The tasks -
1. Which system does the page on built-in test equipment give as one of the best examples of a BITE application?
2. Duplicate the page on built-in test equipment from "Built-in Test Equipment (BITE) & Automatic Test Equipment (ATE)" up to and including "test  equipment  (BITE)".

::: Extract to read

Built-in Test Equipment (BITE) & Automatic Test Equipment

Built-in Test Equipment (BITE) & Automatic Test Equipment

Built-in Test Equipment (BITE) & Automatic Test Equipment (ATE)

As electronics progressed and sophisticated electronic equipment was designed, it necessitated a system to detect its performance and faults automatically. The BITE and ATE systems were developed for detecting faults and generating messages for users. Let's know about BITE and ATE.

Built-in  test  equipment  (BITE)

BITE (Built-in Test Equipment) is a self-test function that is integrated into airborne or modern electronic equipment as a problem indicator. In most cases, BITE is designed as a signal flow test. Warning notifications indicate a fault has occurred if the signal flow is interrupted or deviates outside of acceptable levels.

BITE Functions

The BITE includes the following capabilities and functions:

  • Real-time,  critical  monitoring   
  • Continuous  display  presentation   
  • A sampled recorder readout Isolation of failures in modules and/or subassemblies
  • Verification of system status
  • Go/no-go  alarms   
  • Displays of quantitative data
  • Degraded  operation  status 
  • Percentage  of  functional  deterioration.

One of the best examples of BITE application is the Airbus ECAM system, which provides continuous fault monitoring and indicating for flight crew.

::::::
::: Information provided

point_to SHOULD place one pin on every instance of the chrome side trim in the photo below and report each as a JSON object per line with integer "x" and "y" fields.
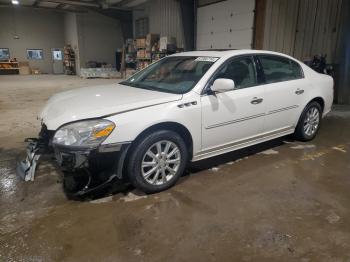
{"x": 282, "y": 109}
{"x": 242, "y": 143}
{"x": 235, "y": 121}
{"x": 251, "y": 117}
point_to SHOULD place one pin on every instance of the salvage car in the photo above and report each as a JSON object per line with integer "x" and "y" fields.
{"x": 185, "y": 107}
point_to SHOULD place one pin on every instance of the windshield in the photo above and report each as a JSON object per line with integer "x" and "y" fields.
{"x": 176, "y": 74}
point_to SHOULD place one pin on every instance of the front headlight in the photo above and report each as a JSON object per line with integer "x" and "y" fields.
{"x": 89, "y": 133}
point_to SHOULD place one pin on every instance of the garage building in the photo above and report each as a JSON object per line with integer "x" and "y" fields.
{"x": 279, "y": 201}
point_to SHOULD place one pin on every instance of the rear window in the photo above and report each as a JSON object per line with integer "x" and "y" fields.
{"x": 278, "y": 69}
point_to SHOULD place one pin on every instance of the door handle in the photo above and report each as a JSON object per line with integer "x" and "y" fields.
{"x": 299, "y": 91}
{"x": 256, "y": 101}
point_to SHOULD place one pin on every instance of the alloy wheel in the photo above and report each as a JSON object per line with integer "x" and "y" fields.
{"x": 312, "y": 121}
{"x": 161, "y": 162}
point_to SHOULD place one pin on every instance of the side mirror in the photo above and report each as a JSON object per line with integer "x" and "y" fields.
{"x": 222, "y": 85}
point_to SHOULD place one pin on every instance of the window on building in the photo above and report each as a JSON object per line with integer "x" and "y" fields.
{"x": 35, "y": 54}
{"x": 141, "y": 27}
{"x": 4, "y": 54}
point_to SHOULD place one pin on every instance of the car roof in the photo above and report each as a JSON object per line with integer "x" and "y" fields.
{"x": 228, "y": 53}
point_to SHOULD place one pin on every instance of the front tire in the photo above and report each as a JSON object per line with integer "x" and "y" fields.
{"x": 309, "y": 122}
{"x": 157, "y": 161}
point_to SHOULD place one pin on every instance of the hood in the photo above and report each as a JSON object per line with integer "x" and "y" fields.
{"x": 99, "y": 101}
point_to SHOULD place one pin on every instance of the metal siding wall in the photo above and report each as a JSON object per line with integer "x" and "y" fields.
{"x": 165, "y": 19}
{"x": 303, "y": 28}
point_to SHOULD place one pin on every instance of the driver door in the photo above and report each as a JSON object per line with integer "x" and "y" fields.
{"x": 232, "y": 117}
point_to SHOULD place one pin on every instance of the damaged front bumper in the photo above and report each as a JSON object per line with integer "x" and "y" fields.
{"x": 105, "y": 159}
{"x": 26, "y": 168}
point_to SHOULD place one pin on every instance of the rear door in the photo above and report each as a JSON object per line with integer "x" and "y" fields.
{"x": 284, "y": 91}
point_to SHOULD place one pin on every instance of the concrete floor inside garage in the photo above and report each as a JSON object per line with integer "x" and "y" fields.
{"x": 279, "y": 201}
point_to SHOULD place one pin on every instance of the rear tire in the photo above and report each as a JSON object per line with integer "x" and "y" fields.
{"x": 157, "y": 161}
{"x": 309, "y": 122}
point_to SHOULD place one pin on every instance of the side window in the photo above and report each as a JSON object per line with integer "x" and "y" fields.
{"x": 278, "y": 69}
{"x": 241, "y": 71}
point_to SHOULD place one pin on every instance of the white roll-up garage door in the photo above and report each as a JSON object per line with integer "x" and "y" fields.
{"x": 226, "y": 25}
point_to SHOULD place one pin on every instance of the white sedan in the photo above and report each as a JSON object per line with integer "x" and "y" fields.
{"x": 185, "y": 107}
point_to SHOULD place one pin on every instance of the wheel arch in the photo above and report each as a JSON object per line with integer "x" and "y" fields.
{"x": 171, "y": 126}
{"x": 319, "y": 100}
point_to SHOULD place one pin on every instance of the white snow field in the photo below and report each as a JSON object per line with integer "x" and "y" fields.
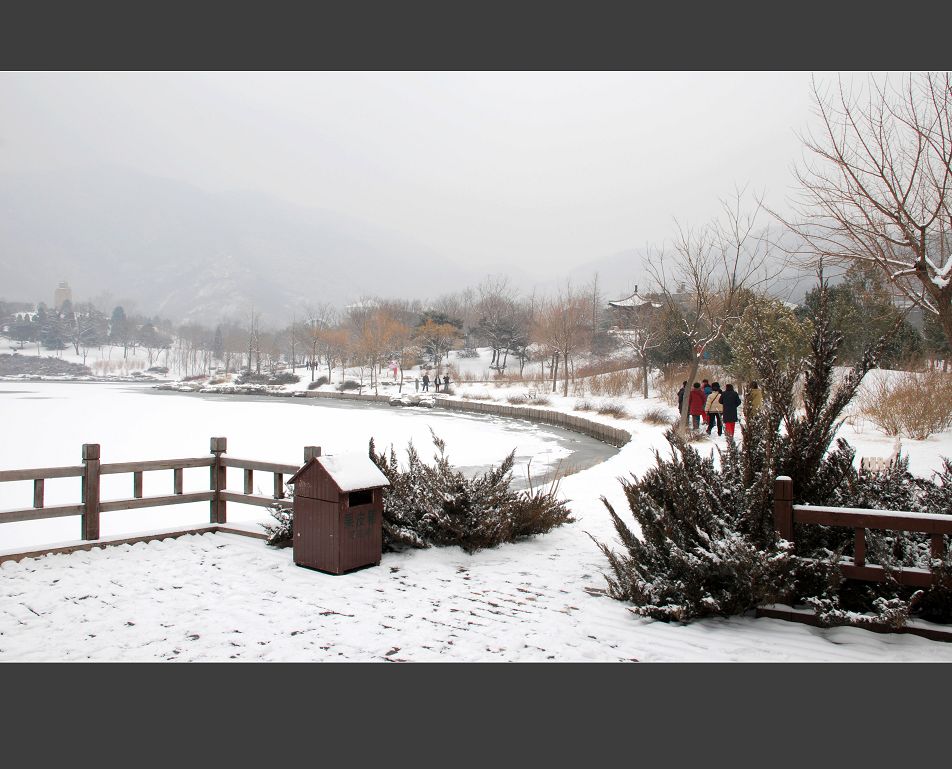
{"x": 222, "y": 597}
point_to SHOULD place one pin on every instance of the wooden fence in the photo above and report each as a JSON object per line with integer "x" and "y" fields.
{"x": 786, "y": 514}
{"x": 91, "y": 505}
{"x": 612, "y": 435}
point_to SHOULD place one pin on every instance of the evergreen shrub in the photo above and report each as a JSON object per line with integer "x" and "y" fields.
{"x": 427, "y": 505}
{"x": 707, "y": 543}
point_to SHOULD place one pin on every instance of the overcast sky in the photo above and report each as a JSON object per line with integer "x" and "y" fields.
{"x": 543, "y": 169}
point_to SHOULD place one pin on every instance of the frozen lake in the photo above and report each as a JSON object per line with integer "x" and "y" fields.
{"x": 44, "y": 424}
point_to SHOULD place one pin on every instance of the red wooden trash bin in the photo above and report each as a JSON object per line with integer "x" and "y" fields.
{"x": 338, "y": 505}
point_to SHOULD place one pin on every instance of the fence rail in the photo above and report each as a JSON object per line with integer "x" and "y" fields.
{"x": 786, "y": 514}
{"x": 91, "y": 504}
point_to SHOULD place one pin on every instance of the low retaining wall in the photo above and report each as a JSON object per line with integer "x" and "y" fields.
{"x": 613, "y": 436}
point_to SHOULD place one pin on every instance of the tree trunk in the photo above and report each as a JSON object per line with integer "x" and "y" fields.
{"x": 565, "y": 375}
{"x": 683, "y": 420}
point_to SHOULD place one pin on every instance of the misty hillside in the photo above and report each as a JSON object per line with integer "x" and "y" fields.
{"x": 187, "y": 254}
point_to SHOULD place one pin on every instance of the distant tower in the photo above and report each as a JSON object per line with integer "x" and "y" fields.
{"x": 62, "y": 295}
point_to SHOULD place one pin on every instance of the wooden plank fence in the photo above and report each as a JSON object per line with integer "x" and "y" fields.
{"x": 786, "y": 514}
{"x": 91, "y": 505}
{"x": 612, "y": 435}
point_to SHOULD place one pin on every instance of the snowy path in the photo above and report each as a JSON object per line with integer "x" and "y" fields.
{"x": 222, "y": 597}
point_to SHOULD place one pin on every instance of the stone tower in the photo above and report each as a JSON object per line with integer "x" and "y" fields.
{"x": 62, "y": 294}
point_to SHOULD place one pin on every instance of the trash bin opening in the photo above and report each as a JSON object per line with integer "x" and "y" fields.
{"x": 357, "y": 498}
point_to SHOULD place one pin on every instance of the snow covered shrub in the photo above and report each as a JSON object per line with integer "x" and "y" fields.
{"x": 436, "y": 505}
{"x": 914, "y": 404}
{"x": 248, "y": 377}
{"x": 280, "y": 533}
{"x": 697, "y": 555}
{"x": 708, "y": 544}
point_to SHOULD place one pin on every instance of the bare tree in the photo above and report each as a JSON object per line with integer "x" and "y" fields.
{"x": 562, "y": 326}
{"x": 876, "y": 185}
{"x": 705, "y": 280}
{"x": 645, "y": 335}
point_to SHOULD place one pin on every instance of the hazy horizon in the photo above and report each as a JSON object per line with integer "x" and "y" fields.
{"x": 549, "y": 170}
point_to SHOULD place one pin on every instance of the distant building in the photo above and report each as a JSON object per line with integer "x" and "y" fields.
{"x": 631, "y": 311}
{"x": 62, "y": 295}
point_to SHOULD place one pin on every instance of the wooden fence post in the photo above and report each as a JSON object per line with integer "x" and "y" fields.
{"x": 90, "y": 517}
{"x": 783, "y": 506}
{"x": 218, "y": 481}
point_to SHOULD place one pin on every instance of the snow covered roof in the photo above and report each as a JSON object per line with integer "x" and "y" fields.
{"x": 635, "y": 300}
{"x": 351, "y": 472}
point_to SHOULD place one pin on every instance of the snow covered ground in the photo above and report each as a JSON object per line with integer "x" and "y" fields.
{"x": 46, "y": 423}
{"x": 221, "y": 597}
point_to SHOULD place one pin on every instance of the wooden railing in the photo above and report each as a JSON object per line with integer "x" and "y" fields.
{"x": 786, "y": 514}
{"x": 91, "y": 505}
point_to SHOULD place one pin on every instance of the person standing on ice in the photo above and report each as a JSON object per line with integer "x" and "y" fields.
{"x": 755, "y": 396}
{"x": 696, "y": 405}
{"x": 730, "y": 400}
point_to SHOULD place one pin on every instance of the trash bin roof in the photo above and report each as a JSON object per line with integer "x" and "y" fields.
{"x": 350, "y": 472}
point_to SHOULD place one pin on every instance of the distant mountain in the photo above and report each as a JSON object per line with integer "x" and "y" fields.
{"x": 187, "y": 254}
{"x": 620, "y": 273}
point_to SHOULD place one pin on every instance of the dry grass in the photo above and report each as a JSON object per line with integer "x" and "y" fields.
{"x": 915, "y": 405}
{"x": 617, "y": 384}
{"x": 657, "y": 416}
{"x": 613, "y": 409}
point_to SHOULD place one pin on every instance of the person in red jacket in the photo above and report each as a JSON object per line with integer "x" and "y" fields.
{"x": 696, "y": 405}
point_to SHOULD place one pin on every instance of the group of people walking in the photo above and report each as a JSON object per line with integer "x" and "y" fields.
{"x": 719, "y": 407}
{"x": 436, "y": 382}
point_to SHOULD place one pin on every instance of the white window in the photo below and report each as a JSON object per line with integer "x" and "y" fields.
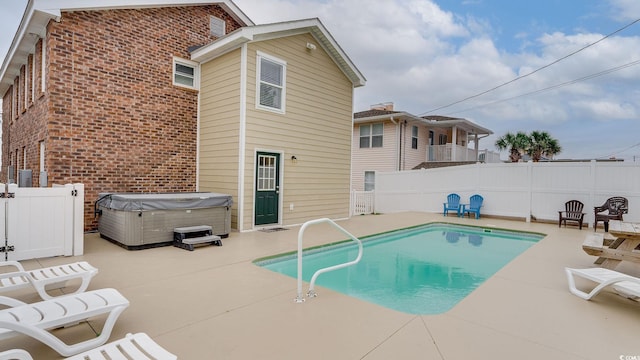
{"x": 271, "y": 83}
{"x": 369, "y": 180}
{"x": 185, "y": 73}
{"x": 217, "y": 26}
{"x": 371, "y": 135}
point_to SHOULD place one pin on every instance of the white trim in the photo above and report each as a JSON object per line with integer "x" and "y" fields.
{"x": 283, "y": 94}
{"x": 198, "y": 143}
{"x": 280, "y": 185}
{"x": 214, "y": 20}
{"x": 242, "y": 135}
{"x": 187, "y": 63}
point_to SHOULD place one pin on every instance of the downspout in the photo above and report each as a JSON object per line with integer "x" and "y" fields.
{"x": 399, "y": 133}
{"x": 404, "y": 134}
{"x": 241, "y": 136}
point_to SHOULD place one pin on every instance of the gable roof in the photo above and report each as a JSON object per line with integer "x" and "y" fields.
{"x": 264, "y": 32}
{"x": 38, "y": 13}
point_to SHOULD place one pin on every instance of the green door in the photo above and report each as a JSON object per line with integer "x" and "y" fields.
{"x": 267, "y": 188}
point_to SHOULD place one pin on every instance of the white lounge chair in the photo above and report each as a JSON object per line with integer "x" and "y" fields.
{"x": 134, "y": 346}
{"x": 45, "y": 278}
{"x": 625, "y": 285}
{"x": 36, "y": 319}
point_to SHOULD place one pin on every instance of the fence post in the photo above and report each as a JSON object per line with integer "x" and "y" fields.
{"x": 592, "y": 195}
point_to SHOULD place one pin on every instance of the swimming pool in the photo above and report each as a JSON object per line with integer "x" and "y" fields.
{"x": 421, "y": 270}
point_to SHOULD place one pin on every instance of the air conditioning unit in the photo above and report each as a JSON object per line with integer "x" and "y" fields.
{"x": 25, "y": 178}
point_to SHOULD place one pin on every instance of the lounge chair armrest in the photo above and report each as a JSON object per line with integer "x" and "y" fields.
{"x": 15, "y": 264}
{"x": 10, "y": 302}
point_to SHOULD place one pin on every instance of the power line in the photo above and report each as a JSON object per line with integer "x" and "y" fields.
{"x": 621, "y": 151}
{"x": 570, "y": 82}
{"x": 534, "y": 71}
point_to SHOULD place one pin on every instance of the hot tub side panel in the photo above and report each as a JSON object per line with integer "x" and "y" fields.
{"x": 143, "y": 229}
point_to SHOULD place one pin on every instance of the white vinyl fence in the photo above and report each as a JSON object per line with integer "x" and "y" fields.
{"x": 520, "y": 190}
{"x": 41, "y": 222}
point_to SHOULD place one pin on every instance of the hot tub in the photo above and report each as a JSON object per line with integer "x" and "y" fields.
{"x": 137, "y": 221}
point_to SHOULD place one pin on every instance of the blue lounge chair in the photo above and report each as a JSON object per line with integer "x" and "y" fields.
{"x": 475, "y": 203}
{"x": 452, "y": 204}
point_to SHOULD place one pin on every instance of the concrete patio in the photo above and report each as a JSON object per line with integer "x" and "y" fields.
{"x": 215, "y": 303}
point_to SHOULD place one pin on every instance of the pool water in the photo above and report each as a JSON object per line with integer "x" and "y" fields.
{"x": 423, "y": 270}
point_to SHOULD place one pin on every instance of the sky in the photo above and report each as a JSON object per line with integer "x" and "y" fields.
{"x": 567, "y": 67}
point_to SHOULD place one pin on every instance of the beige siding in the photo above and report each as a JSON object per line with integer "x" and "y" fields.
{"x": 316, "y": 128}
{"x": 219, "y": 127}
{"x": 374, "y": 159}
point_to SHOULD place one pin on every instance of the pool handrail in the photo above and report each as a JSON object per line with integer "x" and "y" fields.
{"x": 311, "y": 292}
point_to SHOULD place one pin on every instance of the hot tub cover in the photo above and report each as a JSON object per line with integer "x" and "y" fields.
{"x": 162, "y": 201}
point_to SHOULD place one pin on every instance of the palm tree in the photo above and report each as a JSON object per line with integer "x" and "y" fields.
{"x": 542, "y": 144}
{"x": 515, "y": 143}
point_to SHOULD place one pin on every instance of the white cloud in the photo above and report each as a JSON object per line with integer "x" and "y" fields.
{"x": 625, "y": 10}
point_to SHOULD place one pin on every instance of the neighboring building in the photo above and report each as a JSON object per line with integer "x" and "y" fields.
{"x": 160, "y": 96}
{"x": 388, "y": 140}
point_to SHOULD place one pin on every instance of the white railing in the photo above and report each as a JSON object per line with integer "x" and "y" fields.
{"x": 362, "y": 202}
{"x": 311, "y": 292}
{"x": 446, "y": 153}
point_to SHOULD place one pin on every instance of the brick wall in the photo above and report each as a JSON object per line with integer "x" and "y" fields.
{"x": 111, "y": 117}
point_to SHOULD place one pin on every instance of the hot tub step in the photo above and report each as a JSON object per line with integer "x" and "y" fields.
{"x": 187, "y": 237}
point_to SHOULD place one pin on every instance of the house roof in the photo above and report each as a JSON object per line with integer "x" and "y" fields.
{"x": 38, "y": 13}
{"x": 433, "y": 121}
{"x": 264, "y": 32}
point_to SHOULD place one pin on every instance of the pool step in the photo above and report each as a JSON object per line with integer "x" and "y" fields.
{"x": 188, "y": 236}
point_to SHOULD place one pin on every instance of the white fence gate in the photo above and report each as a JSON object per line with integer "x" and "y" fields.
{"x": 41, "y": 222}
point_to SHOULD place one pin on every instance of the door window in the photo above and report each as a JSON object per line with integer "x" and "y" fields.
{"x": 266, "y": 173}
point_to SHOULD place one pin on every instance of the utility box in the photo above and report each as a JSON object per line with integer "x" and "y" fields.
{"x": 137, "y": 221}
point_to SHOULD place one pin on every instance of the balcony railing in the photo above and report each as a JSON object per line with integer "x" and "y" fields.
{"x": 446, "y": 153}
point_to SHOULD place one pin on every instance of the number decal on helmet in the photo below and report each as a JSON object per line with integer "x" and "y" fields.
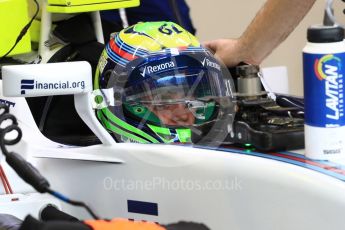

::::::

Responses by task -
1. The Airbus ECAM system.

2.
Built-in Test Equipment (BITE) & Automatic Test Equipment (ATE)

As electronics progressed and sophisticated electronic equipment was designed, it necessitated a system to detect its performance and faults automatically. The BITE and ATE systems were developed for detecting faults and generating messages for users. Let's know about BITE and ATE.

Built-in  test  equipment  (BITE)